━━ Entries provided
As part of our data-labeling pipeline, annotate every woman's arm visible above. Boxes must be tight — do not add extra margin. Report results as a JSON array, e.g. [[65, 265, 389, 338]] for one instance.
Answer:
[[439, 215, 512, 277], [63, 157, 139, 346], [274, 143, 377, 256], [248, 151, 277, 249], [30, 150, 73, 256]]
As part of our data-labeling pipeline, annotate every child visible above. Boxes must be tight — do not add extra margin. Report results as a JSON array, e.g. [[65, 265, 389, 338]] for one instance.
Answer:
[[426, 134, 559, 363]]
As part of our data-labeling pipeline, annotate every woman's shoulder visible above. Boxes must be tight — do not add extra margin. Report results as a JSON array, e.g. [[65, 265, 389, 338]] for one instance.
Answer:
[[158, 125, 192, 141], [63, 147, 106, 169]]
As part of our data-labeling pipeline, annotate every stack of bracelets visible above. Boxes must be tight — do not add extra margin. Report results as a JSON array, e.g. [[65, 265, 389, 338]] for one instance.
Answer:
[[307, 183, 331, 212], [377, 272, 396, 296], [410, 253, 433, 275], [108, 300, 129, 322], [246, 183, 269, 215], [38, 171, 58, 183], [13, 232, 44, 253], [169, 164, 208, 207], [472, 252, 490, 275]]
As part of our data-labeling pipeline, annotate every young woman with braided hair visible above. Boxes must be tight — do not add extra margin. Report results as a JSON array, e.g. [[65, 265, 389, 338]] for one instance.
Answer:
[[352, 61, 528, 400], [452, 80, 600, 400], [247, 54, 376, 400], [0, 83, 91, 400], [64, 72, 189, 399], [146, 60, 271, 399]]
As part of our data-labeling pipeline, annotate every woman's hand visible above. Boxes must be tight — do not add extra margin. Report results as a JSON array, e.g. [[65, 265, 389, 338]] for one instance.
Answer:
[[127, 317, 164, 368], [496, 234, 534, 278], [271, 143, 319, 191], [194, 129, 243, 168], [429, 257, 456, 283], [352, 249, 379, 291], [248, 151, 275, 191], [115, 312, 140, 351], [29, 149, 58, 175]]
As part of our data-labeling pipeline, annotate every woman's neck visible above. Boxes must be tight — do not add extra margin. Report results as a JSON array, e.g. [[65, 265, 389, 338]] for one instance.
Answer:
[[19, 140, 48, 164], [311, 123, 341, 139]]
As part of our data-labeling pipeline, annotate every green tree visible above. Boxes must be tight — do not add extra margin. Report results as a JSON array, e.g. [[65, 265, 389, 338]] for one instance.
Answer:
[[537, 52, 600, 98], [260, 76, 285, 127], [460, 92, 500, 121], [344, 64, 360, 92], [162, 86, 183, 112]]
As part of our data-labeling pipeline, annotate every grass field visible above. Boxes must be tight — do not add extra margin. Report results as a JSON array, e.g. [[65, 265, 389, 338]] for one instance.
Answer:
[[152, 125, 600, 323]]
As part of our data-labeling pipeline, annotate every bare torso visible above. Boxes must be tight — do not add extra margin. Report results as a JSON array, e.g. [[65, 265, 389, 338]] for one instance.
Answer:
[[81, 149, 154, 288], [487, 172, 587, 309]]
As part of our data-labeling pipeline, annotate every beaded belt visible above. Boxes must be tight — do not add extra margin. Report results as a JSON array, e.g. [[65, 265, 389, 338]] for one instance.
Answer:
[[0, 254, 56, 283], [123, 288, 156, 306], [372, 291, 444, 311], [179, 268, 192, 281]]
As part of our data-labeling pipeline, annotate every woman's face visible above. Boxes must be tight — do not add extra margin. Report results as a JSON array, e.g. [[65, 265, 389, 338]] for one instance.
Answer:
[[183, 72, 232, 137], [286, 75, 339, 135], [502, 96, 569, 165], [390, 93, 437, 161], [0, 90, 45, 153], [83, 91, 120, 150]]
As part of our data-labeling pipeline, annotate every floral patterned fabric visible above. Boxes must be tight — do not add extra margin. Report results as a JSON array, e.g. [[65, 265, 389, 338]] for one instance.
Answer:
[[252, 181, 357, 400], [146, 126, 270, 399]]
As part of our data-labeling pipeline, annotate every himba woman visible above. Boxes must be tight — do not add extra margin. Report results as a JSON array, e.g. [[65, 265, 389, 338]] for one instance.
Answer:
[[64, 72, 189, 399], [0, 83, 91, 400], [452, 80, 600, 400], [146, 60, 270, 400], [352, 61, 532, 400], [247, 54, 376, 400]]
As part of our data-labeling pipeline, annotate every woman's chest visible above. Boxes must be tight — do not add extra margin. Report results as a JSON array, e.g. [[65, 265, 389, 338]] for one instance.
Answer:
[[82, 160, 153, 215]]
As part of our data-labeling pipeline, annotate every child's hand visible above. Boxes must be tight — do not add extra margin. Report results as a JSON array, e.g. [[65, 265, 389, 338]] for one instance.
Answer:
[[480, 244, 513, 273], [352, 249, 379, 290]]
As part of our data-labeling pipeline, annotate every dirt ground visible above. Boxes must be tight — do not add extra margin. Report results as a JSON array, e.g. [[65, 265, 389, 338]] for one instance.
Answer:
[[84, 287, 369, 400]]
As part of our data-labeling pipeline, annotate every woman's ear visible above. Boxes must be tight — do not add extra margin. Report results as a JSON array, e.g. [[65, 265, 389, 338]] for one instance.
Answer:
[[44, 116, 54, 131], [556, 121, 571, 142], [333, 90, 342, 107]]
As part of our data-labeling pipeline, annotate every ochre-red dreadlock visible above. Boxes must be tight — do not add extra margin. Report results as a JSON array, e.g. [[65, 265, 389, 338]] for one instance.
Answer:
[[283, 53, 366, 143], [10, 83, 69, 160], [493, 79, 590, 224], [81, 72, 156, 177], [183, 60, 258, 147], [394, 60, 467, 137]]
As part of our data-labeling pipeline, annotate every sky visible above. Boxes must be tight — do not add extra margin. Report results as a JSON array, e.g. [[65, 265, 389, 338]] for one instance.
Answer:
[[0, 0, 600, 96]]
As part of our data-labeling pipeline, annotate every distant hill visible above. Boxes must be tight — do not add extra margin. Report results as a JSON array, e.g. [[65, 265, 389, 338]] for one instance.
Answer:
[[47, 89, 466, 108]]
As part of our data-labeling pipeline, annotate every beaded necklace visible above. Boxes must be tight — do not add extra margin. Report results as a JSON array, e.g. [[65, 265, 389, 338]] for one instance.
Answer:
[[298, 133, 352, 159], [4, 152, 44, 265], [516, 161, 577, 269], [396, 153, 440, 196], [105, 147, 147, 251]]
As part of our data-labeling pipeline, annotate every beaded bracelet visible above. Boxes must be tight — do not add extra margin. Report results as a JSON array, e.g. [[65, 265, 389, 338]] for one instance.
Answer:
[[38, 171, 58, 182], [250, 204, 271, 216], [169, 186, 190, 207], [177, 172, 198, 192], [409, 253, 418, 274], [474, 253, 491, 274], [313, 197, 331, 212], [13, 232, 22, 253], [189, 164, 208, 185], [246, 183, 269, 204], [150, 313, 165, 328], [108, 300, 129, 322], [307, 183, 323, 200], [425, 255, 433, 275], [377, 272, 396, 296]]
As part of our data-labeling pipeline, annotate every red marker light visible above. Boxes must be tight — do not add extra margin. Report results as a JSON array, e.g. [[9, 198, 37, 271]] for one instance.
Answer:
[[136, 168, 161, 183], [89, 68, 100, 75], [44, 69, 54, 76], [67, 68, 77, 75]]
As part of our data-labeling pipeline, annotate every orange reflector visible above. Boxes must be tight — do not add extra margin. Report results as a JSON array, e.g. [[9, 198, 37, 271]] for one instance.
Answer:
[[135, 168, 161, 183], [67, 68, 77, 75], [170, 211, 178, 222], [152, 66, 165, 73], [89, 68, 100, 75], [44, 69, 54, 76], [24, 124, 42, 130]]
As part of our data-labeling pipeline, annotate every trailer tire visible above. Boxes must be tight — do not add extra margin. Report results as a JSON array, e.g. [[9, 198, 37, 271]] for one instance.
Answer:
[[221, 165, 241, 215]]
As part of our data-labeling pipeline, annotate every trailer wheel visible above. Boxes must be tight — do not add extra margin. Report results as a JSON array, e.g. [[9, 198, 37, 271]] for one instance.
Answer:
━━━━
» **What needs to be done**
Reproduce the records above verbatim, starting with the line containing "every woman's neck" and going on through the line containing "[[252, 181, 357, 400], [146, 126, 270, 399]]", both ends included.

» **Solution to the problem**
As part of our data-labeling pipeline, annotate every woman's neck visible above. Boxes must be tight — do not add extra margin. Report results as a JSON array, e.g. [[65, 265, 389, 338]] for one instance.
Answer:
[[19, 140, 48, 164], [311, 123, 341, 139]]
As part of our data-labeling pipeline, annotate every green tree visible above. Boxes must be tight — do not add extra margin. Report results as a JSON array, e.g. [[65, 265, 389, 338]] for one instance.
Answer:
[[537, 52, 600, 98], [260, 76, 285, 127], [460, 92, 500, 121], [344, 64, 360, 92], [162, 86, 183, 112]]
As part of our data-labeling pipeline, annotate every grass field visible above. Boxes must be tight — do not add extra margin. Report results as a JSON array, e.g. [[65, 265, 389, 338]] for one instance.
Answer:
[[152, 125, 600, 323]]
As part of our data-labeling pipeline, annotate every bare torso visible above. Boxes must be tight — do not add extra margin. Report results as a JSON array, e.g. [[65, 265, 389, 338]] for one instance.
Answer:
[[81, 149, 154, 288], [487, 172, 587, 309]]
As part of our data-labeling pipeline, annotate every beaded belt visible above. Boxes must be tight — do not add extra margin. Report results as a JSON array, e.g. [[65, 265, 389, 338]] for one instance.
Answer:
[[0, 254, 56, 283], [123, 288, 156, 306], [372, 291, 444, 311], [179, 268, 192, 281]]
As part of our data-labeling pipeline, annotate every woman's face visible above. Boxes must be tight — do not add extra margin. Report results as a JSON array, e.g. [[65, 265, 389, 338]] for one instance.
Answer:
[[183, 72, 232, 137], [286, 75, 339, 135], [502, 96, 569, 165], [390, 93, 437, 161], [0, 90, 45, 153], [83, 91, 120, 150]]
As part of our data-labeling pipeline, annotate every floral patterned fabric visible above. Boxes must be tight — do not add extra margin. Report results as a JSON array, e.g. [[65, 265, 389, 338]] for one instance.
Answer:
[[252, 181, 357, 400], [146, 126, 270, 399]]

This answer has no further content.